ECLI:NL:RVS:2010:BL3342

Raad van State

Datum uitspraak
10 februari 2010
Publicatiedatum
5 april 2013
Zaaknummer
200905158/1/R2
Instantie
Raad van State
Type
Uitspraak
Rechtsgebied
Bestuursrecht
Procedures
  • Eerste aanleg - enkelvoudig
Rechters
  • P.B.M.J. van der Beek-Gillessen
  • S. Bechinka
Vindplaatsen
  • Rechtspraak.nl
AI samenvatting door LexboostAutomatisch gegenereerd

Goedkeuring bestemmingsplan door college van gedeputeerde staten van Noord-Brabant

In deze zaak gaat het om de goedkeuring van het bestemmingsplan "De Uiterste Stuiver 1e herziening" door het college van gedeputeerde staten van Noord-Brabant. Het college heeft op 19 mei 2009 besloten goedkeuring te verlenen aan het bestemmingsplan dat door de raad van de gemeente Tilburg op 27 oktober 2008 was vastgesteld. De appellant, die zich benadeeld voelt door de omvang van het bouwblok, heeft beroep ingesteld bij de Raad van State. Hij stelt dat de goedkeuring van het plan onterecht is verleend, omdat de omvang van het bouwblok niet groot genoeg is voor zijn uitbreidingsmogelijkheden. De appellant beroept zich op provinciaal beleid en het gelijkheidsbeginsel, aangezien andere ondernemers in de omgeving wel over grotere bouwblokken beschikken.

De Raad van State heeft de zaak behandeld op 29 januari 2010, waarbij de appellant en zijn gemachtigde aanwezig waren, evenals de raad vertegenwoordigd door mr. M.E.J.F. Cratsborn-Janssen. De Raad overweegt dat het college de verplichtingen uit de Wet op de Ruimtelijke Ordening (WRO) in acht heeft genomen en dat de bedenkingen van de appellant niet nieuw zijn, aangezien deze eerder al door het college ongegrond zijn verklaard. De Raad concludeert dat het college zich in redelijkheid op het standpunt heeft kunnen stellen dat het plan niet in strijd is met een goede ruimtelijke ordening.

Uiteindelijk verklaart de Raad het beroep van de appellant ongegrond, en er is geen aanleiding voor een proceskostenveroordeling. De uitspraak is gedaan in naam der Koningin en openbaar uitgesproken op 10 februari 2010.

Uitspraak

200905158/1/R2.
Datum uitspraak: 10 februari 2010
AFDELING
BESTUURSRECHTSPRAAK
Uitspraak in het geding tussen:
[appellant], wonend te [woonplaats],
en
het college van gedeputeerde staten van Noord-Brabant,
verweerder.
1. Procesverloop
Bij besluit van 19 mei 2009 heeft het college van gedeputeerde staten van Noord-Brabant (hierna: het college) besloten over de goedkeuring van het door de raad van de gemeente Tilburg (hierna: de raad) bij besluit van 27 oktober 2008 vastgestelde bestemmingsplan "De Uiterste Stuiver 1e herziening" (hierna: het plan).

Gegevens voor het verankeren van verwijzende uitdrukkingen:
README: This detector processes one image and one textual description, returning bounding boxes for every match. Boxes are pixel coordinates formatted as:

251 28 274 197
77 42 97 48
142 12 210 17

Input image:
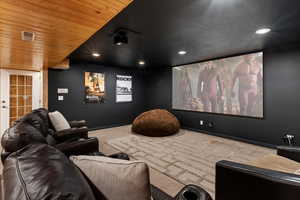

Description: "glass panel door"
9 74 32 126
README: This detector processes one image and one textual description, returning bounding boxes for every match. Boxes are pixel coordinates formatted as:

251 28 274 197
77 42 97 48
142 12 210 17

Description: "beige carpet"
92 126 275 196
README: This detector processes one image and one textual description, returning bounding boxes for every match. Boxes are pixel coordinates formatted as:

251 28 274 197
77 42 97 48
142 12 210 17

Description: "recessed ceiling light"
255 28 271 35
139 60 145 65
178 51 187 55
92 53 100 57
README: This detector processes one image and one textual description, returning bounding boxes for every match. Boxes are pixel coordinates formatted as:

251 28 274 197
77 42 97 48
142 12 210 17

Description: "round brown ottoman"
132 109 180 137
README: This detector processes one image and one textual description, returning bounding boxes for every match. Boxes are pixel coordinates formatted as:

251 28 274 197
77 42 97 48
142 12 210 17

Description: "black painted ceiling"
70 0 300 67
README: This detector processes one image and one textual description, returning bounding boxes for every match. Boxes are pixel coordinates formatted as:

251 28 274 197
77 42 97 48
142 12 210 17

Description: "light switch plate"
57 88 69 94
58 96 64 101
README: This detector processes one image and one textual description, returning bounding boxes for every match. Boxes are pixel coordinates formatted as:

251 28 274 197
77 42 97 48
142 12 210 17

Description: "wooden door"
9 74 32 126
0 70 43 135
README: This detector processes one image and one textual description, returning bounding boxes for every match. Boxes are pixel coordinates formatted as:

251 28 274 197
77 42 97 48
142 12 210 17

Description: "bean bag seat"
132 109 180 137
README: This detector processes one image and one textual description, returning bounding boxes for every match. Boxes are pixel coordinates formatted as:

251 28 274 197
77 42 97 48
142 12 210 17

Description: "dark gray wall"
49 62 145 129
146 47 300 148
49 47 300 145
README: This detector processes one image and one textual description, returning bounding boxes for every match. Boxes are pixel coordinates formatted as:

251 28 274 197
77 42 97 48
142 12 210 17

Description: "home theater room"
0 0 300 200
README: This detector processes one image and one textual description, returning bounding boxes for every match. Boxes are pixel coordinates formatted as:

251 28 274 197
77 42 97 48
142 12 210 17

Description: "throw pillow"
48 111 71 131
71 156 151 200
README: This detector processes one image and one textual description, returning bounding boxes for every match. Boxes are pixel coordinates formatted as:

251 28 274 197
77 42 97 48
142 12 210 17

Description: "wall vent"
21 31 35 42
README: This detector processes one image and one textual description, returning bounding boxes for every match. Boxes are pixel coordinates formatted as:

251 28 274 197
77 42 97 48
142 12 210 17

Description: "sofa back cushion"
49 111 71 131
15 108 49 137
1 121 47 153
71 156 151 200
3 144 95 200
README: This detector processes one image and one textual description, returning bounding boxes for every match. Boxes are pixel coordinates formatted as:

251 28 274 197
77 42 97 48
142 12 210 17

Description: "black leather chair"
1 108 99 161
216 147 300 200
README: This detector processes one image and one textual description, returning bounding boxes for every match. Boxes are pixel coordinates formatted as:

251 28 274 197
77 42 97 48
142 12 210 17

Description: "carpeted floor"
90 126 275 197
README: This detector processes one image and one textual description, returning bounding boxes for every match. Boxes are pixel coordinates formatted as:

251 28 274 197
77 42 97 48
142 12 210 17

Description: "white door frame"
0 69 43 135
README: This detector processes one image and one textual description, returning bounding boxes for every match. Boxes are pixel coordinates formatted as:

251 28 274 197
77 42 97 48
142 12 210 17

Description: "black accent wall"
49 47 300 146
146 47 300 146
49 62 145 129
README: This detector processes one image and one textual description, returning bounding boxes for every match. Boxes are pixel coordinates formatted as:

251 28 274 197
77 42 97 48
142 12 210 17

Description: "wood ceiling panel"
0 0 132 70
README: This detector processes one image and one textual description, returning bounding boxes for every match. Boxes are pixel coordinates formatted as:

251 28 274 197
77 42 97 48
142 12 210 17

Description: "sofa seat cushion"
49 111 71 131
132 109 180 137
70 156 151 200
3 143 95 200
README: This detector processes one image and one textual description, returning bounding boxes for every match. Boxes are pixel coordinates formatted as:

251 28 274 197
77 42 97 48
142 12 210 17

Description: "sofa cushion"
49 111 71 131
71 156 151 200
3 144 95 200
1 121 47 152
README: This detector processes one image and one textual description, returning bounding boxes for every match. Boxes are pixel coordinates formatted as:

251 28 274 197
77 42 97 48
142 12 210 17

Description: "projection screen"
172 52 263 118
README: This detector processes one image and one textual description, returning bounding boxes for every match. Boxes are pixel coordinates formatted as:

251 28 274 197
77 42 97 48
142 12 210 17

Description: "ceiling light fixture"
114 31 128 46
255 28 271 35
92 53 101 57
178 51 187 55
139 60 145 66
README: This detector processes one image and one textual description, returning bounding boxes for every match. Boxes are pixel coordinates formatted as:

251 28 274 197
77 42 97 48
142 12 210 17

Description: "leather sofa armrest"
55 138 99 156
54 127 88 142
216 161 300 200
1 151 11 164
69 120 87 128
277 146 300 162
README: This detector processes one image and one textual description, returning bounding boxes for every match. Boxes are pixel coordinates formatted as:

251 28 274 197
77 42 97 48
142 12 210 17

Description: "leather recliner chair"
1 108 99 161
216 146 300 200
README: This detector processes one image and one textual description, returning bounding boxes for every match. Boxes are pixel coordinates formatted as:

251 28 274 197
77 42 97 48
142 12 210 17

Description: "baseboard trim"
181 126 276 149
89 122 131 131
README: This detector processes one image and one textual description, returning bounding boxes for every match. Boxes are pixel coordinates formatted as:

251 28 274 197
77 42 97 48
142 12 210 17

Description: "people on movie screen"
232 55 262 115
197 61 224 113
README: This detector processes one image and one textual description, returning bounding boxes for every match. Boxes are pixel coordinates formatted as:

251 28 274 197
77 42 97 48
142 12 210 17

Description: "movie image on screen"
172 52 263 118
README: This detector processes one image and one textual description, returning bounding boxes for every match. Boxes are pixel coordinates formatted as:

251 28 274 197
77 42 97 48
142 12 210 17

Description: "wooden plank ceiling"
0 0 132 71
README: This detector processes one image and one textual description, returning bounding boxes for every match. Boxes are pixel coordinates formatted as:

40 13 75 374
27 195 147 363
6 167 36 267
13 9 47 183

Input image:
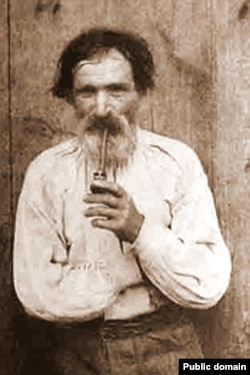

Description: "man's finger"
90 180 124 198
83 194 119 208
91 218 117 231
84 206 116 219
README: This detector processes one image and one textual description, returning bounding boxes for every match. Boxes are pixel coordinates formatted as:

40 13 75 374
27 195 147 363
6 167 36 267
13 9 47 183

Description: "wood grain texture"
0 1 14 374
210 1 250 357
8 0 250 366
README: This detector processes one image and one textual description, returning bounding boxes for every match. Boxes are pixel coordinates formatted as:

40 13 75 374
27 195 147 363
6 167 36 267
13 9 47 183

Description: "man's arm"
85 148 231 309
133 148 231 309
14 163 115 320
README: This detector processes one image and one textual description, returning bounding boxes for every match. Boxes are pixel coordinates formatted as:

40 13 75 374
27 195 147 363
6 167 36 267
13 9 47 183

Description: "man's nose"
95 90 109 117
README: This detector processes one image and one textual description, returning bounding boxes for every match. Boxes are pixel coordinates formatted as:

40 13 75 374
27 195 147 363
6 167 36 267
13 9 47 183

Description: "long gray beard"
78 112 137 168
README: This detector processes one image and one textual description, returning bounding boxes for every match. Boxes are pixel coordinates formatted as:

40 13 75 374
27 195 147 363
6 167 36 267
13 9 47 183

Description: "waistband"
52 306 184 340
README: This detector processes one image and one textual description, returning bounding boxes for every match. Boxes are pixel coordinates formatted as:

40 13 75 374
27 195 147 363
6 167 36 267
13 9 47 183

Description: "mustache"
85 114 123 136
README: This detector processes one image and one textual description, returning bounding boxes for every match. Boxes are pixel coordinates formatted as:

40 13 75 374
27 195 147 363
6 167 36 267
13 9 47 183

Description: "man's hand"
83 180 144 243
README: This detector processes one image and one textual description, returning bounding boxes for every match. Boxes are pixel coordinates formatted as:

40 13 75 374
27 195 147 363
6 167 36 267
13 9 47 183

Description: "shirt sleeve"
130 146 231 309
14 163 115 321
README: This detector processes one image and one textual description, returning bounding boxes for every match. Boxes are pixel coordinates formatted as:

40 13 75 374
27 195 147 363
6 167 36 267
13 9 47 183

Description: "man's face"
73 49 140 167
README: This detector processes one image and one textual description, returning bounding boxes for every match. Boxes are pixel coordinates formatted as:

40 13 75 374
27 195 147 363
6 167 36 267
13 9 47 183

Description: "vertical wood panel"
0 0 14 374
210 0 250 357
9 0 248 366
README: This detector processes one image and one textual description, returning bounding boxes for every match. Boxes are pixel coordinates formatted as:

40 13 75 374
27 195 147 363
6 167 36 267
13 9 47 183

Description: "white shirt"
14 129 231 321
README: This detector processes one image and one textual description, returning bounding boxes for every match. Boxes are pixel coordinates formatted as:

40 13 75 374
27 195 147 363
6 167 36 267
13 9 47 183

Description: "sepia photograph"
0 0 250 375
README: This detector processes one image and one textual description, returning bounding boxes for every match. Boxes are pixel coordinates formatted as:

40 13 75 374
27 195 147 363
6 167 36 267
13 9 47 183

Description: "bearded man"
14 29 231 375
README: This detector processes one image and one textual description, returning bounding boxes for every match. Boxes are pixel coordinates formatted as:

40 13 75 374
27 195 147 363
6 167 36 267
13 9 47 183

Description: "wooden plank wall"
212 0 250 358
0 1 14 375
0 0 250 373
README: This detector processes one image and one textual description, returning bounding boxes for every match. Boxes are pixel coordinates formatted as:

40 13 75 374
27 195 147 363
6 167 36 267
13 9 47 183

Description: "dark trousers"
47 309 203 375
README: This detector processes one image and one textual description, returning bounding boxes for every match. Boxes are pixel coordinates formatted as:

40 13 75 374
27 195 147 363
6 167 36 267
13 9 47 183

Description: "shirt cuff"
121 217 174 255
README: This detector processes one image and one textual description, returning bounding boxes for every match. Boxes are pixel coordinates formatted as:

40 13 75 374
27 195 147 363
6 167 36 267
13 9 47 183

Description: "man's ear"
65 90 75 107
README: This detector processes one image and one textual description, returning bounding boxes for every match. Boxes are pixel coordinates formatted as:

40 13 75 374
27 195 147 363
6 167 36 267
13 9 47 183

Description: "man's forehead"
74 49 131 75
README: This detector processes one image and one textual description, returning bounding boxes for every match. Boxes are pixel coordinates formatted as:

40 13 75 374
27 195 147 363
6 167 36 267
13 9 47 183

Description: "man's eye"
76 86 96 97
109 86 127 96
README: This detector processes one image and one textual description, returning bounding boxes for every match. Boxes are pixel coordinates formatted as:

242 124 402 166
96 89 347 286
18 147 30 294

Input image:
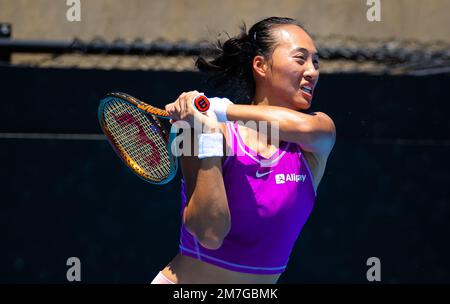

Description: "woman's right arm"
166 91 230 249
180 129 230 249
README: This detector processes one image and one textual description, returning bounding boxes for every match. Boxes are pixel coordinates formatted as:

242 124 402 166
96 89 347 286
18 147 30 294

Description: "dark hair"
195 17 305 102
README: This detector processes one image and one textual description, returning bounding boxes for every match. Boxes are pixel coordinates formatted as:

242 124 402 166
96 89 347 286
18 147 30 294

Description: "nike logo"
256 170 273 178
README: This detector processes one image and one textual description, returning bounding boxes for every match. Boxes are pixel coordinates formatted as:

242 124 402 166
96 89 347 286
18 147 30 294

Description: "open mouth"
300 85 313 98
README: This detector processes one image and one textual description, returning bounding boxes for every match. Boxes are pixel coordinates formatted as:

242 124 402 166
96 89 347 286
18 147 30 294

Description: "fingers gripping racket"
98 92 209 184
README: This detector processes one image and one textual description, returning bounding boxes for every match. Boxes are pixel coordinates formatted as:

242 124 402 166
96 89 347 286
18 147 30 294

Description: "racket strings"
104 100 173 181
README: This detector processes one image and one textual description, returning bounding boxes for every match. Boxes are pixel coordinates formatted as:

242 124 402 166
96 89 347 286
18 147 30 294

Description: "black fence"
0 67 450 283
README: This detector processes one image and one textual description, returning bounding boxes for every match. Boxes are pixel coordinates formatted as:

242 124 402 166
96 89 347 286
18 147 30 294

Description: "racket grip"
193 95 210 112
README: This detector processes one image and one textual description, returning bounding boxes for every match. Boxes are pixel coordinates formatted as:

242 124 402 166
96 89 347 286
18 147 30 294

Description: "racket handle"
194 95 210 112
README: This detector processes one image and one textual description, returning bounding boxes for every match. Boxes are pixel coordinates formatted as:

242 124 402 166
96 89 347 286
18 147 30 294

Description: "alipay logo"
275 173 306 184
275 173 286 184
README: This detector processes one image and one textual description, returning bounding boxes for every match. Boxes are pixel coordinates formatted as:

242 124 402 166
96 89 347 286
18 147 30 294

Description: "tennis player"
152 17 336 284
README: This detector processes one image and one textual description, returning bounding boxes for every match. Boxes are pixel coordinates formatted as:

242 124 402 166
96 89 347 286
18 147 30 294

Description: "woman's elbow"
185 208 230 250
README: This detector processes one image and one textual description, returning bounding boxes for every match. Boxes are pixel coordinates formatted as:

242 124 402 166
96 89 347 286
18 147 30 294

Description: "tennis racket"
98 92 210 184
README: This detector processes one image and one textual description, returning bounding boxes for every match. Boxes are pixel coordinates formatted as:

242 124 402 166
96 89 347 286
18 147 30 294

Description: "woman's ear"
253 55 268 77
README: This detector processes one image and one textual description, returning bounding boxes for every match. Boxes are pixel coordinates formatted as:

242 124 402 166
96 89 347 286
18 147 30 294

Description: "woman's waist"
162 254 281 284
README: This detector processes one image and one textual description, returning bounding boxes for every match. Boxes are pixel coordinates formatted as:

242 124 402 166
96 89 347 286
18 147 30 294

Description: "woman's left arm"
226 104 336 154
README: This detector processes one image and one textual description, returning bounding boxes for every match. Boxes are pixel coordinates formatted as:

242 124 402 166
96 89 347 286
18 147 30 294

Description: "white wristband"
213 98 232 122
198 133 223 159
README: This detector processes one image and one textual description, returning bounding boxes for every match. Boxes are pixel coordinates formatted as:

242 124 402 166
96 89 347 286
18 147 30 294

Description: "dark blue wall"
0 67 450 283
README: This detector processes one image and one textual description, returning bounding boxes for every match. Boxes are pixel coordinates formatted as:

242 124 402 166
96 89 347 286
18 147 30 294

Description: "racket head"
98 92 178 185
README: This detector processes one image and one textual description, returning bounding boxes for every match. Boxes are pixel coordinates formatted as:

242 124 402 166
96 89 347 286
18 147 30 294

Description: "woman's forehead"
273 25 317 53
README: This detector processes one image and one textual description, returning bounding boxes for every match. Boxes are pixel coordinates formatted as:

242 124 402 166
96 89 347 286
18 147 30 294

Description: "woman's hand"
165 91 219 133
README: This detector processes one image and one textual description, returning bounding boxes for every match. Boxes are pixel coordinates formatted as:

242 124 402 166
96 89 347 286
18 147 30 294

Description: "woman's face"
264 25 319 110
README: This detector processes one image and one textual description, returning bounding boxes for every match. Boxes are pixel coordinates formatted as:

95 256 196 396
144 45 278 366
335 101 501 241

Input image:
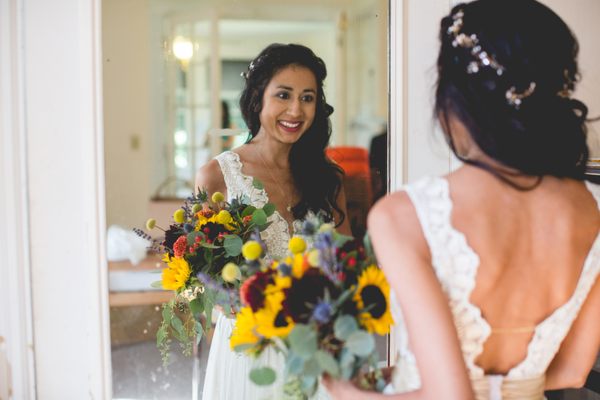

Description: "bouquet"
230 218 393 398
134 190 275 364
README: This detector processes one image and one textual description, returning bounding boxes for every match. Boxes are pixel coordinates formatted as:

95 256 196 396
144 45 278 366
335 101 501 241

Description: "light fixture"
173 36 194 63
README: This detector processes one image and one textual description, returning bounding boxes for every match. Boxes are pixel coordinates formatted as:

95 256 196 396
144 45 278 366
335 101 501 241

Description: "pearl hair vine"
447 10 536 110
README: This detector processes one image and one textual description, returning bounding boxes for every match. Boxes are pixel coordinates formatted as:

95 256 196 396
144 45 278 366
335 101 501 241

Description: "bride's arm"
194 159 227 197
546 278 600 390
325 192 473 400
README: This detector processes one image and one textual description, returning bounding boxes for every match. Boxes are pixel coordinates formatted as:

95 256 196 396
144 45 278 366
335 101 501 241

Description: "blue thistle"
312 302 333 324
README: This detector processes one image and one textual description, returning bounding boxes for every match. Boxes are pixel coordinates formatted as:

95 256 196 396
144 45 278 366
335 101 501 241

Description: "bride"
325 0 600 400
196 44 350 400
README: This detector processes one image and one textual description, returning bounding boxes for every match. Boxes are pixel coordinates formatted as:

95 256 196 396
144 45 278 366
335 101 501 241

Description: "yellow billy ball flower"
242 240 262 261
173 208 185 224
146 218 156 231
229 307 261 354
288 236 306 254
221 263 242 283
211 192 225 203
217 210 233 225
306 249 319 267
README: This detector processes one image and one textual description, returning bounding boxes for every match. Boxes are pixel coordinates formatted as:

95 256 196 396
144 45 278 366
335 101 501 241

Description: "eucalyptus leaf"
223 235 244 257
289 324 317 359
302 353 323 378
242 206 256 217
171 315 185 335
333 315 358 340
263 203 275 217
156 328 167 347
250 367 277 386
162 302 173 324
187 231 204 246
252 209 267 226
345 331 375 357
315 350 340 378
190 297 204 315
285 354 304 375
340 349 356 380
252 178 265 190
195 321 204 345
300 375 317 396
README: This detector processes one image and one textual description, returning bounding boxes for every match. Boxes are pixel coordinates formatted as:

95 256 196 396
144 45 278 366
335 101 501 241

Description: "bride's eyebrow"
277 85 317 94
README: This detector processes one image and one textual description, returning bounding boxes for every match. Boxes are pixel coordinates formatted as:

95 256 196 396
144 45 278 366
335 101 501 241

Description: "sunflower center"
360 285 387 318
274 310 288 328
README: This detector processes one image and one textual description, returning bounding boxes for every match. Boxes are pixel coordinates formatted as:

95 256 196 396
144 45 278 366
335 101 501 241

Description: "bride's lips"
277 121 302 133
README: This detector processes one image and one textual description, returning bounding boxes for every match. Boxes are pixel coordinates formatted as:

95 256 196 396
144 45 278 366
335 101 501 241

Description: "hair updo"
435 0 588 180
240 43 346 225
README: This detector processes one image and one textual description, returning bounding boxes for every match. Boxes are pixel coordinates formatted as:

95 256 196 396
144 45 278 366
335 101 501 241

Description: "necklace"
256 149 292 213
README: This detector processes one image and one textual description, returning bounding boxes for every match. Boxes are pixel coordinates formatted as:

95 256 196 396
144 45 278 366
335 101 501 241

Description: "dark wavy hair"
240 43 346 226
435 0 589 186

» TE VERRICHTEN WERK:
A. Op welke datum stelde de raad van de gemeente Tilburg volgens de uitspraak het bestemmingsplan "De Uiterste Stuiver 1e herziening" vast?
B. Leg uit waarom de appellant volgens de uitspraak vindt dat de goedkeuring van het plan onterecht is verleend.

» ANTWOORDEN OP VOLGORDE:
A. Op 27 oktober 2008.

B. Volgens de appellant is het bouwblok niet groot genoeg voor zijn uitbreidingsmogelijkheden. Hij beroept zich daarbij op provinciaal beleid en op het gelijkheidsbeginsel, omdat andere ondernemers in de omgeving wel over grotere bouwblokken beschikken.